READING PASSAGE:
——

Have you found any amazing uses for AI?

I was busy still with Christmas vacations so I missed these news. Wow, Library Genesis is mentioned.

Jan 9, 2025 Meta Secretly Trained Its AI on a Notorious Piracy Database, > Newly Unredacted Court Docs Reveal

Meta just lost a major fight in its ongoing legal battle with a group of authors suing the company for copyright infringement over how it trained its artificial intelligence models. Against the company’s wishes, a court unredacted information alleging that Meta used Library Genesis (LibGen), a notorious so-called shadow library of pirated books that originated in Russia, to help train its generative AI language models.

The Boss said torrents are cool, but only for Big Tech. If you’re alone at home, never torrent! Copyright laws only apply to (poor) individuals, corporations are exempt!

Before these documents were made public, Meta previously disclosed in a research paper that it had trained its Llama large language model on portions of Books3, a dataset of around 196,000 books scraped from the internet. It had not previously publicly indicated, however, that it had torrented data directly from LibGen.

——

DATA SUPPLIED:
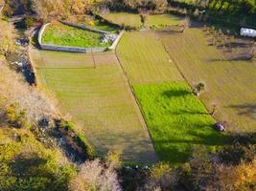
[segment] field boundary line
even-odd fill
[[[178,64],[173,59],[173,57],[171,56],[171,54],[169,53],[169,52],[166,49],[166,46],[164,45],[161,37],[159,36],[160,42],[162,44],[162,46],[164,47],[165,52],[167,53],[167,54],[170,56],[170,58],[172,59],[172,61],[174,62],[175,66],[176,67],[177,71],[180,73],[181,76],[184,78],[185,82],[190,86],[191,90],[194,89],[193,85],[189,82],[189,80],[187,79],[187,77],[185,77],[184,74],[181,72],[180,68],[178,67]],[[204,108],[206,109],[206,111],[209,114],[209,110],[207,109],[206,105],[204,104],[204,102],[200,99],[199,96],[197,96],[198,98],[198,100],[201,102],[201,104],[204,106]],[[217,119],[212,116],[213,119],[216,121]]]
[[[120,39],[120,41],[121,41],[121,39]],[[120,43],[120,41],[119,41],[119,43]],[[118,44],[117,44],[117,47],[118,47]],[[116,50],[114,51],[114,53],[115,53],[115,55],[116,55],[116,58],[117,58],[117,61],[118,61],[118,65],[119,65],[118,67],[123,72],[123,76],[124,76],[126,84],[127,84],[127,86],[128,86],[128,90],[130,92],[130,96],[131,96],[132,99],[135,101],[135,107],[136,107],[136,110],[138,111],[139,118],[140,118],[140,120],[141,120],[141,122],[143,124],[144,129],[148,132],[148,135],[149,135],[149,137],[151,138],[151,142],[152,144],[152,148],[153,148],[153,152],[154,152],[154,155],[155,155],[156,161],[159,161],[159,157],[158,157],[158,155],[156,153],[156,150],[155,150],[155,147],[154,147],[154,144],[153,144],[153,141],[152,141],[152,138],[151,138],[151,132],[149,130],[149,126],[148,126],[147,121],[146,121],[146,119],[144,117],[143,109],[142,109],[141,105],[139,104],[139,100],[137,99],[137,97],[135,96],[135,93],[134,93],[132,85],[130,84],[130,81],[129,81],[129,79],[128,77],[128,74],[127,74],[124,67],[121,64],[121,60],[118,57]]]

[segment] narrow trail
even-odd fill
[[[121,41],[121,40],[120,40],[120,41]],[[119,43],[120,43],[120,41],[119,41]],[[118,47],[119,43],[117,44],[116,48]],[[151,159],[151,160],[152,162],[157,162],[157,161],[159,161],[159,158],[158,158],[158,156],[157,156],[157,154],[156,154],[156,152],[155,152],[154,144],[153,144],[153,142],[152,142],[152,138],[151,138],[151,133],[150,133],[149,126],[148,126],[148,124],[147,124],[147,122],[146,122],[146,119],[144,118],[143,110],[142,110],[142,108],[141,108],[141,106],[140,106],[140,104],[139,104],[138,99],[137,99],[136,96],[135,96],[135,93],[134,93],[134,91],[133,91],[133,89],[132,89],[132,86],[131,86],[130,81],[129,81],[129,79],[128,79],[128,74],[126,73],[126,71],[125,71],[125,69],[124,69],[122,63],[121,63],[121,60],[120,60],[119,57],[118,57],[118,54],[117,54],[117,53],[116,53],[116,49],[114,50],[114,53],[115,53],[116,58],[117,58],[117,61],[118,61],[118,67],[119,67],[119,69],[120,69],[120,70],[122,71],[122,73],[123,73],[123,76],[124,76],[126,85],[128,86],[128,90],[129,90],[130,96],[131,96],[131,98],[132,98],[132,99],[134,100],[134,102],[135,102],[135,107],[136,107],[136,110],[137,110],[137,113],[138,113],[140,121],[141,121],[141,123],[143,124],[144,129],[148,132],[148,135],[150,136],[150,138],[151,138],[151,144],[152,144],[152,147],[153,147],[153,152],[154,152],[154,155],[151,156],[152,159]]]

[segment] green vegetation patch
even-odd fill
[[[101,33],[89,32],[63,25],[61,23],[53,23],[46,27],[42,35],[42,43],[58,46],[70,47],[108,47],[108,43],[101,42]]]
[[[161,34],[171,58],[190,84],[205,84],[200,99],[208,110],[217,105],[215,117],[226,121],[230,131],[255,131],[256,59],[244,60],[240,49],[243,42],[233,43],[234,58],[211,46],[211,36],[201,29],[189,29],[183,33]],[[228,40],[225,40],[228,46]],[[239,44],[240,47],[237,47]],[[244,44],[244,45],[243,45]],[[192,49],[193,47],[193,49]],[[227,51],[226,51],[227,52]],[[246,51],[249,53],[249,51]]]
[[[60,152],[46,149],[26,129],[1,127],[0,135],[0,190],[68,189],[76,168]]]
[[[132,84],[183,80],[155,32],[126,33],[117,55]]]
[[[33,54],[38,63],[39,85],[55,93],[61,111],[82,128],[97,154],[116,148],[125,161],[155,161],[149,133],[114,53],[83,54],[88,62],[81,62],[80,67],[80,54]]]
[[[107,12],[102,15],[105,20],[120,26],[140,28],[142,23],[140,15],[128,12]]]
[[[183,18],[173,14],[152,14],[146,16],[147,27],[162,29],[173,25],[180,25],[183,23]]]
[[[215,151],[224,143],[215,120],[185,82],[134,85],[154,148],[162,160],[187,161],[195,145]]]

——

QUESTIONS ON THE MATERIAL:
• A. Can you transcribe the stretch of the forum post about Meta and Library Genesis from "Jan 9, 2025" through "corporations are exempt!"?
• B. Answer these questions from the forum post about Meta and Library Genesis:
(i) In which country did Library Genesis originate?
(ii) About how many books does the Books3 dataset contain?
(iii) What date is given for the news item the post quotes?
• C. Could you take the forum post about Meta and Library Genesis further, starting after its last sentence?
The records were drawn from a different source than the forum post about Meta and Library Genesis.

EXPECTED OUTPUTS:
• A.
Jan 9, 2025 Meta Secretly Trained Its AI on a Notorious Piracy Database, > Newly Unredacted Court Docs Reveal

Meta just lost a major fight in its ongoing legal battle with a group of authors suing the company for copyright infringement over how it trained its artificial intelligence models. Against the company’s wishes, a court unredacted information alleging that Meta used Library Genesis (LibGen), a notorious so-called shadow library of pirated books that originated in Russia, to help train its generative AI language models.

The Boss said torrents are cool, but only for Big Tech. If you’re alone at home, never torrent! Copyright laws only apply to (poor) individuals, corporations are exempt!

• B.
(i) Russia
(ii) Around 196,000
(iii) Jan 9, 2025

• C.
These newly unredacted documents reveal exchanges between Meta employees unearthed in the discovery process, like a Meta engineer telling a colleague that they hesitated to access LibGen data because “torrenting from a [Meta-owned] corporate laptop doesn’t feel right :smiley:”. They also allege that internal discussions about using LibGen data were escalated to Meta CEO Mark Zuckerberg (referred to as “MZ” in the memo handed over during discovery) and that Meta’s AI team was “approved to use” the pirated material.

Very interesting article produced by a Microsoft research team (Tools for thought) to be presented on the Conference on Human Factors in Computing Systems next April.

The article is titled The Impact of Generative AI on Critical Thinking: Self-Reported Reductions in Cognitive Effort and Confidence Effects From a Survey of Knowledge Workers

The abstract is a thing of beauty:

The rise of Generative AI (GenAI) in knowledge workflows raises questions about its impact on critical thinking skills and practices. We survey 319 knowledge workers to investigate 1) when and how they perceive the enaction of critical thinking when using GenAI, and 2) when and why GenAI affects their effort to do so. Participants shared 936 first-hand examples of using GenAI in work tasks.

Quantitatively, when considering both task- and user-specific factors, a user’s task-specific self-confidence and confidence in GenAI are predictive of whether critical thinking is enacted and the effort of doing so in GenAI-assisted tasks. Specifically, higher confidence in GenAI is associated with less critical thinking, while higher self-confidence is associated with more critical thinking.

Qualitatively, GenAI shifts the nature of critical thinking toward information verification, response integration, and task stewardship.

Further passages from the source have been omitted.